TASK:
Please print every one of the items below word for word, keeping each line as it appears.

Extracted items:
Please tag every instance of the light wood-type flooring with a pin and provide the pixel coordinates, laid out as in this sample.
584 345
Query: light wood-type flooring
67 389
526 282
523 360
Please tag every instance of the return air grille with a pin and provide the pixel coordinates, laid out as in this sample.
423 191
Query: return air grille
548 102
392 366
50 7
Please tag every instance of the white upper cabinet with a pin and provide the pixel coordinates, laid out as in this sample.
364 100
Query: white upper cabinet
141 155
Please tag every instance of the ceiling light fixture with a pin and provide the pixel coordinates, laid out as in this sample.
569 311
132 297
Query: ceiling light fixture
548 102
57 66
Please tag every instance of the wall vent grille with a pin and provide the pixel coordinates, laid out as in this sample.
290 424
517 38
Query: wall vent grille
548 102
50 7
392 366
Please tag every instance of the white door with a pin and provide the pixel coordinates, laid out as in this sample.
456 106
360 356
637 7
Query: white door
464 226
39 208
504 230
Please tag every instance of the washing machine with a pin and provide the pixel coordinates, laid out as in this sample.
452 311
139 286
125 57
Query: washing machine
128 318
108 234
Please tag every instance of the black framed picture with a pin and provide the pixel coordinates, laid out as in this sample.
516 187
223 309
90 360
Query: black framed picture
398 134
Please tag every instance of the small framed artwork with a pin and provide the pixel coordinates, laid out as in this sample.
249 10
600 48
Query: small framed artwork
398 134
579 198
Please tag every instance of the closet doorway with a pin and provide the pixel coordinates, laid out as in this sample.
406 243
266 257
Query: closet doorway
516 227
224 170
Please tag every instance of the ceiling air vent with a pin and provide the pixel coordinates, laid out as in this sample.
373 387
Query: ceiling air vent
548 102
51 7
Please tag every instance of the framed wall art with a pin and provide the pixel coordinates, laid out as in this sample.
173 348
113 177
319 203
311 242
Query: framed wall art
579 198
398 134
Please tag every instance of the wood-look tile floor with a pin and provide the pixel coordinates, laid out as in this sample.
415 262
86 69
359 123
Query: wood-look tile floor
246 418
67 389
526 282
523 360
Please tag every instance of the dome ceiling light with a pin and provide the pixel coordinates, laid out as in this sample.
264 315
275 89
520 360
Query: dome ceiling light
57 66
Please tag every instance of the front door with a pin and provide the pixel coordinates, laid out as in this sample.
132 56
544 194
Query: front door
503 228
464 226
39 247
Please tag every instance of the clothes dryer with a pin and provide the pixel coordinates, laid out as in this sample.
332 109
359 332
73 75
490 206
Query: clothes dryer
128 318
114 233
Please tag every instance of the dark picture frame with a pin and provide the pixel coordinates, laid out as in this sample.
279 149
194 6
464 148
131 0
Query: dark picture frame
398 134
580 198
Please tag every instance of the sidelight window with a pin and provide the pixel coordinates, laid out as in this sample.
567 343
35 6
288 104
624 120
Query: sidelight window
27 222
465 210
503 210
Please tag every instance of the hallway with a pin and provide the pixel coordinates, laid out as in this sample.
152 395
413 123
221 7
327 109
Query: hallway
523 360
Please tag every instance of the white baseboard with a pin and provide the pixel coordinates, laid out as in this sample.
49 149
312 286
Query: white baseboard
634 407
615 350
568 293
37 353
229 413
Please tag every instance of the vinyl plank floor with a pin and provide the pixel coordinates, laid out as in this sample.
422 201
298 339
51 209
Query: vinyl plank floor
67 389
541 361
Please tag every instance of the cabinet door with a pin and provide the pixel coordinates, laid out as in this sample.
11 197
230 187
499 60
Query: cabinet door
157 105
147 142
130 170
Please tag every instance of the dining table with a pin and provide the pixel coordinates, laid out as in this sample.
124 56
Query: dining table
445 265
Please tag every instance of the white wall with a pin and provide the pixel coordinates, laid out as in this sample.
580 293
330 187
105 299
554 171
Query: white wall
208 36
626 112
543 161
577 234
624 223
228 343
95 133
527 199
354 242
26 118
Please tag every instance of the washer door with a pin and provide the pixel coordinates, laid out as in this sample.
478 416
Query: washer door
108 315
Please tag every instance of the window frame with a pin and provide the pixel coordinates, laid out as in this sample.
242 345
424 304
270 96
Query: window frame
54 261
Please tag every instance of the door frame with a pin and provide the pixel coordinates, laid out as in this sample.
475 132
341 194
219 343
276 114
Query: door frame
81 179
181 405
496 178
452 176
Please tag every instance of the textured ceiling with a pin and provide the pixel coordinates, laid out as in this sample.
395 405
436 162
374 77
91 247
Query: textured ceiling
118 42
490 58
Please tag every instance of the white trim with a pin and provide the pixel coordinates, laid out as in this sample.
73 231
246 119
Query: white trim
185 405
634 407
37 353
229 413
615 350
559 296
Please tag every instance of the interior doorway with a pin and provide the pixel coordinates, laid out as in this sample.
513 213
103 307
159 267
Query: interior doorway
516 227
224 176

RESPONSE TO THIS TASK:
Please tag every instance of the light wood-type flooring with a pin and provide the pixel coordinates, laid out as in this sample.
584 345
Query: light wood-type flooring
67 389
526 282
523 360
Please tag every instance of the return air grille with a pin and provide the pixel coordinates, laid out as in this sample.
423 191
Query: return air grille
548 102
392 366
50 7
Please tag every instance of the white upper cabinet with a pin and provide the pixel coordinates, laid out as in this sample.
364 100
Query: white upper cabinet
141 155
Please tag every instance of the ceiling light fixture with a pin and provide the pixel coordinates, laid out as in this sample.
569 311
132 297
Query: ceiling light fixture
548 102
57 66
Please tag every instance of the wall vent grille with a pin and provide the pixel coordinates, laid out as in this sample.
290 424
517 38
Query: wall vent grille
548 102
50 7
392 366
Please tag every instance of the white door with a pin and provide the pixel coordinates, laid out as in this sample.
456 106
360 356
637 7
Query: white door
464 226
39 208
504 230
Please tag every instance of the washing machine with a pin and provide the pixel coordinates, laid out as in this sample.
452 311
139 286
125 57
Query: washing machine
128 318
108 234
Please tag every instance of the black framed picture with a pin and provide the pixel coordinates, laid out as in this sample.
516 187
223 309
90 360
Query: black framed picture
398 134
Please tag every instance of the small framed artwork with a pin and provide the pixel coordinates, laid out as in this sample.
249 10
600 48
Query: small framed artwork
398 134
579 198
Please tag every instance of the closet doorway with a pin and provide the pixel coordinates, laid out as in this sample.
406 243
266 257
Query: closet doorway
516 227
224 170
Please tag every instance of the ceiling air vent with a pin and provide the pixel coordinates, laid out as in this sample.
373 387
Query: ceiling air vent
548 102
51 7
Please tag every instance of the framed wall art with a pin and provide the pixel coordinates, laid out as in this sample.
173 348
113 177
319 203
311 242
Query: framed wall art
579 198
398 134
Please tag every instance of the wood-look tile floor with a pin and provide the pixel coordinates, laid out as in this sample.
415 262
86 69
359 123
Query: wood-look tile floor
246 418
67 389
526 282
523 360
Please tag every instance of the dome ceiling light with a pin and provide the pixel coordinates, laid out as in this sample.
264 315
275 89
520 360
Query: dome ceiling light
57 66
Please tag every instance of the front door with a pin and provide the pixel coordinates, laid out as in this sample.
132 56
544 194
Query: front door
503 228
464 226
39 247
Please tag every instance of the clothes dryer with a pin and provide the pixel coordinates, laid out as in this sample.
332 109
359 332
73 75
490 206
Query: clothes dryer
128 318
114 233
Please tag every instance of the dark picture frame with a pin and provide the pixel coordinates, laid out as in this sample.
279 149
194 6
464 148
131 0
Query: dark picture frame
398 134
580 198
Please tag every instance of the sidelight window with a pin and provide the pixel coordinates, laid out as in this sample.
567 343
35 6
288 104
624 120
Query: sidelight window
27 222
465 210
503 210
Please tag every instance of the hallway with a pin and provide the pixel coordinates, laid out as in this sample.
152 395
413 123
221 7
327 109
Query: hallway
523 360
Please tag every instance of the white baseboard with a pin and provide the pixel coordinates, laid out as in this sample.
49 149
312 286
Query: white baseboard
634 407
615 350
568 293
37 353
229 413
Please tag every instance of the vinyl plank floor with a pin and provide the pixel coordinates, laid out as in this sample.
422 201
298 339
51 209
Query: vinyl plank floor
67 389
541 361
Please tag every instance of the cabinet door with a pin and provide the pixel coordinates, laid out as in this sample.
11 197
230 187
499 60
Query: cabinet door
157 105
147 142
130 170
Please tag every instance of the dining table with a pin and provide the pixel coordinates, laid out as in this sample.
124 56
Query: dining table
445 265
Please tag every instance of the white wall with a pin and provide the pixel coordinates, laid out as in this sample.
580 293
330 187
105 299
554 171
Query: white wall
208 36
626 112
543 161
577 234
624 223
228 343
95 133
527 199
354 242
26 118
Please tag every instance of the washer door with a pin and provide the pixel coordinates, laid out as in this sample.
478 416
Query: washer door
108 315
Please tag every instance of the window frame with a pin and provide the pixel coordinates, laid out as in this sample.
242 345
424 304
270 96
Query: window frame
54 261
Please tag every instance of the door frame with a pin and provide the pixel coordinates, laid out as in this sample.
475 132
341 194
219 343
276 114
Query: door frame
81 179
181 405
496 178
452 176
Please tag every instance of the textured ceiling with a pin and provide the pixel coordinates, laid out as in this sample.
395 405
436 162
374 77
91 247
Query: textured ceiling
118 42
490 58
Please tag every instance of the white trim with a pin and provide the pixel coordinates, laid out as in this sample.
73 231
246 119
Query: white trim
185 405
634 407
37 353
229 413
615 350
559 296
Please tag every instance of the interior doorway with a pin and provide the pixel coordinates, laid out as in this sample.
513 213
103 307
159 267
Query: interior doorway
516 227
224 176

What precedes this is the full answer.